## Stated task 1
Copy out every line of the labeling records for the pile of peach, from the segmentation instruction through the last polygon outline, precisely as they appear.
## Stated task 2
Write the next part of the article about the new learning engineering master's program, picking up after its final sentence.

The Lynch School of Education will begin offering a new master’s program in learning engineering—the first of its kind—this fall. The master of arts will be a 12-month, full-time, on-campus program with a 30-credit interdisciplinary curriculum. It will prepare its students to design learning experiences that are engaging and effective, informed by the learning sciences, and incorporate cutting-edge technologies, according to the Boston College website details on the intricacies of the program.

Learning engineering is a new field that involves “the systematic application of principles and methods from the learning sciences to support and better understand learners and learning,” the website reads. Those working in the discipline help develop and improve design solutions—often using technology—that address specific learning needs and opportunities.

“It’s an engineering discipline in that learning engineers are using the science of how people learn, and the science of how to engage people, and the science of how to help people develop identity in order to design learning experiences … that will engage learners and result in them learning the things that you want them to learn,” said Janet Kolodner, visiting professor and special projects faculty member in Lynch.

Kolodner said that learning engineering usually deals with helping people learn the kinds of things that are difficult to learn or require a lot of nuance and flexibility to carry out.

“We’re not talking about helping people memorize things,” she said. “We’re talking about really understanding gravity. We’re talking about really understanding evolutionary processes, really understanding and … becoming able to write the history of something based on based on whatever resources are available.”

Kolodner said that the program has similar emphases to the learning design and technology master’s program that has been running at Stanford for around 20 years, but that BC’s learning engineering program will focus more on putting the “doing” of design projects at the center.

The program is designed for people with various educational backgrounds who are interested in a career in “designing for learners,” according to an email sent to undergraduate students. This might include people with degrees in education, computer science, human-computer interaction, instructional design, or information science who want to design learning technologies or new ways to use them. It also may include others with degrees in a wide variety of other disciplines—such as STEM, the humanities, social sciences, or helping professions who are interested in helping people learn but do not want to be teachers.

## Entries supplied
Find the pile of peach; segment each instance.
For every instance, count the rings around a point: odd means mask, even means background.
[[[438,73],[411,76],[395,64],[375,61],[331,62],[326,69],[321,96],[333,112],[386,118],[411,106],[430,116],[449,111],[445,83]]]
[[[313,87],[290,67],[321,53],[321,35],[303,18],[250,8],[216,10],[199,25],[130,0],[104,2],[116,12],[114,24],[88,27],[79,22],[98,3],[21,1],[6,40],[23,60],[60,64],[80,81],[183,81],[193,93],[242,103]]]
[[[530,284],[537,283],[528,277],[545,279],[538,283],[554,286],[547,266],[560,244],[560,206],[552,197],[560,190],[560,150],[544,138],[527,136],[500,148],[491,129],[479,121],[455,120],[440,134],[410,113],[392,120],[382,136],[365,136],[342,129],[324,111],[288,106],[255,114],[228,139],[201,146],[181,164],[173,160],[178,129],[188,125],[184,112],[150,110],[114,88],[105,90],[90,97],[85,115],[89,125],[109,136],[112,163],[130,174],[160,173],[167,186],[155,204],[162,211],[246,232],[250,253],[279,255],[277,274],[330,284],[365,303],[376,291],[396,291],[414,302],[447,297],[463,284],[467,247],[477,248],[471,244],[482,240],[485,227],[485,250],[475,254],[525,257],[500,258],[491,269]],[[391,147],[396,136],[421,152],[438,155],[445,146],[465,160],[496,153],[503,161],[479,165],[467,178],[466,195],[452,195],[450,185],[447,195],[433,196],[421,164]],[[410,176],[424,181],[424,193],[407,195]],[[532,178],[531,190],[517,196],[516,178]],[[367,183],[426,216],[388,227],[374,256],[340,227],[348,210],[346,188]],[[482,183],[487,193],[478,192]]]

## Task output 1
Find the pile of peach; segment each instance.
For every instance, count the rings around a point: odd means mask, even means background.
[[[438,73],[411,76],[395,64],[375,61],[331,62],[326,69],[321,96],[333,112],[386,118],[411,106],[430,116],[449,111],[445,83]]]
[[[313,87],[290,67],[321,53],[321,35],[303,18],[250,8],[216,10],[199,25],[130,0],[104,2],[116,12],[114,24],[88,27],[79,22],[98,3],[21,1],[6,40],[23,60],[60,64],[80,81],[183,81],[193,93],[242,103]]]
[[[530,284],[537,283],[528,277],[545,279],[538,283],[554,286],[547,266],[560,244],[560,206],[552,197],[560,190],[560,150],[544,138],[527,136],[500,148],[491,129],[479,121],[455,120],[440,134],[410,113],[392,120],[382,136],[365,136],[342,129],[324,111],[288,106],[255,114],[228,139],[201,146],[181,164],[173,160],[178,129],[188,125],[184,112],[150,110],[114,88],[105,90],[90,97],[85,115],[89,125],[109,136],[112,163],[130,174],[160,173],[167,186],[155,204],[162,211],[246,232],[250,253],[279,255],[277,274],[330,284],[365,303],[376,291],[396,291],[414,302],[447,297],[463,284],[467,247],[477,248],[471,244],[482,240],[485,227],[485,250],[475,254],[525,257],[500,258],[491,269]],[[391,147],[396,136],[421,152],[438,155],[445,146],[465,160],[496,153],[503,161],[479,165],[467,178],[466,195],[452,195],[450,185],[447,195],[433,196],[421,164]],[[410,176],[424,181],[424,193],[407,195]],[[532,178],[531,190],[517,196],[516,178]],[[367,183],[426,216],[388,227],[374,256],[340,227],[348,210],[346,188]],[[482,183],[487,193],[478,192]]]

## Task output 2
“There’s all these people out there, including on this campus, who want to be a learning engineer, but don’t know it, because it hasn’t occurred to them as a field,” said Nathaniel Brown, an associate research professor in Lynch and the director of the learning engineering program. “They might be sitting in a history department or a chemistry department, and they really are interested in how you learn that discipline—they don’t want to be a teacher, but they want people to understand what they love and are interested in.”

Students who complete the program may find employment in careers related to designing educational technology; constructing technology-enhanced teaching methods; creating employee training and consumer education programs; developing online, hybrid, makerspace, and active-learning environments; and building after-school and community programs, according to the BC website.

“They’re not going to be real technical as engineers, but they’re going to be really good designers and really systematic designers and imaginative designers, and … designers who talk learning language, who keep always keep in the fore what they know about how people learn, what they know about how to engage people so they’ll stay long enough to really learn the stuff that they need to learn,” Kolodner said.

Throughout the program, students will complete design challenges, shadow working professionals, intern with local organizations, and take field trips to technology incubators and collaboratories.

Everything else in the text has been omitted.